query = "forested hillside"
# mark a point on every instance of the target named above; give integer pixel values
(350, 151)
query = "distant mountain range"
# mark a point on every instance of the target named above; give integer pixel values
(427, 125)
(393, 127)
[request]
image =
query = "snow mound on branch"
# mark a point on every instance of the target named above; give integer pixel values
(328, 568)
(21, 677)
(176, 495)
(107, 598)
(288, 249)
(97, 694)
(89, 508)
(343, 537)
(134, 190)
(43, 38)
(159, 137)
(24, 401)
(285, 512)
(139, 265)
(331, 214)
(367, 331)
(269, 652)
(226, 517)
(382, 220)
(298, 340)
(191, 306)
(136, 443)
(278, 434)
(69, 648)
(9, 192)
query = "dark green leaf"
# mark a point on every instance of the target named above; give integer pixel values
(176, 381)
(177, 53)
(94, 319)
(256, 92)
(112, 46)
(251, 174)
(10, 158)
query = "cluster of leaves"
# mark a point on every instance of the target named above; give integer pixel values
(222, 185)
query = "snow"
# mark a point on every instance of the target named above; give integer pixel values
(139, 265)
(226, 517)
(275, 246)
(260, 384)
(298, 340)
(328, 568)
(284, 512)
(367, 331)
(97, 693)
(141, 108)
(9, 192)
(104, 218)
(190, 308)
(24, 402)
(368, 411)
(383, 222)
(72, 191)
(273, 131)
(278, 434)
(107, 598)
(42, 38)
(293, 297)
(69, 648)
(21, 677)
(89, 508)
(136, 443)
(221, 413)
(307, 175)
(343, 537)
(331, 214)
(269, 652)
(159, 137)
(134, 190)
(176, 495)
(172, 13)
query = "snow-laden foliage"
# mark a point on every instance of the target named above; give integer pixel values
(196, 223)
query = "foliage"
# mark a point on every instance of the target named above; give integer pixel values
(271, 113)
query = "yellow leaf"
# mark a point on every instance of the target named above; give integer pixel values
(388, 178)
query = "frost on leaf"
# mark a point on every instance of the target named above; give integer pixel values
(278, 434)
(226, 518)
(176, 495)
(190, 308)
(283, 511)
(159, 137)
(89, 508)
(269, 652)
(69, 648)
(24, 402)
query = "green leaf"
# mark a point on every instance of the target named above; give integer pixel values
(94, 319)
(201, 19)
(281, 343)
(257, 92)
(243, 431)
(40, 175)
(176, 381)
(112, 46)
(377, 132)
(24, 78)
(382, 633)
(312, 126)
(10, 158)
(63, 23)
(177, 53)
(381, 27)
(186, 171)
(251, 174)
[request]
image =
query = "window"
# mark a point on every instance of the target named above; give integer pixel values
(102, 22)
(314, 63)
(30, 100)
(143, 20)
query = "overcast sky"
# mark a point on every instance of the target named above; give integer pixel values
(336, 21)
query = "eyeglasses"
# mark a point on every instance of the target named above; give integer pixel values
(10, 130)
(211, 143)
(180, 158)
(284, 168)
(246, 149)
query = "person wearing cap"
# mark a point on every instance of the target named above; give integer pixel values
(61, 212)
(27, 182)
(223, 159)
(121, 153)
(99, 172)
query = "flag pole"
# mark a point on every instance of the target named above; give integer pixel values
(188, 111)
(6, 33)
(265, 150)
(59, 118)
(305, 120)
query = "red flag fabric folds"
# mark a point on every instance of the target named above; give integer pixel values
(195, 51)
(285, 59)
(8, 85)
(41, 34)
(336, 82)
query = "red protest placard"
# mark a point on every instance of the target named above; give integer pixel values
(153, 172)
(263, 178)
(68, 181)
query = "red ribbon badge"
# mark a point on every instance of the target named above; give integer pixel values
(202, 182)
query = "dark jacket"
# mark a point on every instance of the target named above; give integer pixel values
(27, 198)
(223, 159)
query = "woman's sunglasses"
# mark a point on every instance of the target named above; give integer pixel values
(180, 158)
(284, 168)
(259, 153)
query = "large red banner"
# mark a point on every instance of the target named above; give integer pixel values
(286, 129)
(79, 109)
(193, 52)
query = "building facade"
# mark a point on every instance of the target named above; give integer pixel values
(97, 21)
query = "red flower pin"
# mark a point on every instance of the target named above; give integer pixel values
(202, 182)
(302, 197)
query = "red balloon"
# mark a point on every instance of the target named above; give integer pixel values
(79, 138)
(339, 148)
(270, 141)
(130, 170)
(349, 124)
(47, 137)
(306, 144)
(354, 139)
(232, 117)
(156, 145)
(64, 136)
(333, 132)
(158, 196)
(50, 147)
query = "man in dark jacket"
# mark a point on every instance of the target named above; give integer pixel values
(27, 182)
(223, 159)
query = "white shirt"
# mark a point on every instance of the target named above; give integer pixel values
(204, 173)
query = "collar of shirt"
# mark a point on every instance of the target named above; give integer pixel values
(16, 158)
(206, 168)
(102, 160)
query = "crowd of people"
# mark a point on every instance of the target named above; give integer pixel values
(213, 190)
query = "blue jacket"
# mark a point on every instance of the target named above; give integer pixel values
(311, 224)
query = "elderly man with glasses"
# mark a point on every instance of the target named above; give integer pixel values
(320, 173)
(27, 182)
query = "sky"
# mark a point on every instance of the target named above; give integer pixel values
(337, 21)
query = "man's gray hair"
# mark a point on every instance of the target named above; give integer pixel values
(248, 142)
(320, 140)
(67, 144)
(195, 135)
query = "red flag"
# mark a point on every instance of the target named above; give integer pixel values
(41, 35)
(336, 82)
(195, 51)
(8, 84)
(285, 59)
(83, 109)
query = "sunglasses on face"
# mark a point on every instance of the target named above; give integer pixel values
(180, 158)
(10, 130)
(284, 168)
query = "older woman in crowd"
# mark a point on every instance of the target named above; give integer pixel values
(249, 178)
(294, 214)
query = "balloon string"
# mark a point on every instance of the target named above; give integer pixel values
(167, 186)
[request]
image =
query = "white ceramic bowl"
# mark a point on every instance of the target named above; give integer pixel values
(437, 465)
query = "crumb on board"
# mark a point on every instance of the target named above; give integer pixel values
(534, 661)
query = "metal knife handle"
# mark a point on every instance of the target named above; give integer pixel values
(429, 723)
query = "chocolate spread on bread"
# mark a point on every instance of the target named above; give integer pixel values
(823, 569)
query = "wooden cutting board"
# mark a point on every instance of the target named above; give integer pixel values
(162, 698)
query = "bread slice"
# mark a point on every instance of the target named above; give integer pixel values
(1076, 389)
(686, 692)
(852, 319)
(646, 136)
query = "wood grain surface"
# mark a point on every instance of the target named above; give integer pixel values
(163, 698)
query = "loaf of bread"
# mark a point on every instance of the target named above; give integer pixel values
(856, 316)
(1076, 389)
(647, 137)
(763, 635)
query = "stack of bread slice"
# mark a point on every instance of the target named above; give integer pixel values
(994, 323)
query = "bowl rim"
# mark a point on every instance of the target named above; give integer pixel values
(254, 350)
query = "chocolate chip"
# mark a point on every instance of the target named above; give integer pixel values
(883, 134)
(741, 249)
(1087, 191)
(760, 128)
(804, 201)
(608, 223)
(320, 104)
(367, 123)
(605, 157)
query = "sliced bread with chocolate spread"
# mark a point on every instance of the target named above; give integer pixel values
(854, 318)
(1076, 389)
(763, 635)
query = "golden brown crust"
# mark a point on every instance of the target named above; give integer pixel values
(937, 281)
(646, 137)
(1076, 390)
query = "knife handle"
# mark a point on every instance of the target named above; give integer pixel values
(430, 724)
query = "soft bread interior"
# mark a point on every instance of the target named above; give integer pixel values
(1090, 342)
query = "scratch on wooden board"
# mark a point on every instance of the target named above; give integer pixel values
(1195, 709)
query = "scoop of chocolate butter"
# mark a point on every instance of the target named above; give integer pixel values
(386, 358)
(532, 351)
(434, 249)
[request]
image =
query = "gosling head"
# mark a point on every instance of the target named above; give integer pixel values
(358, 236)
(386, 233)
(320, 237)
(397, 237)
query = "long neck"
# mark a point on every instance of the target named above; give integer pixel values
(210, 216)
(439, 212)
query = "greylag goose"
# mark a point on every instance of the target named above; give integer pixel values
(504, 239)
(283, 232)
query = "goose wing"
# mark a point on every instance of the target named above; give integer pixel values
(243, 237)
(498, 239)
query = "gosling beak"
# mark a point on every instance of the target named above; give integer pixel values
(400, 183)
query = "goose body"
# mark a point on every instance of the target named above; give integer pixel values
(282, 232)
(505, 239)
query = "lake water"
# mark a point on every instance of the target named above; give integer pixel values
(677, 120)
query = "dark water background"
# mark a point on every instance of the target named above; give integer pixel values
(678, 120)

++++++++++++++++++++

WHAT YOU SHOULD DO:
Count the lines above that contain the word "woman" and give only the number.

RESULT OF THE EXERCISE:
2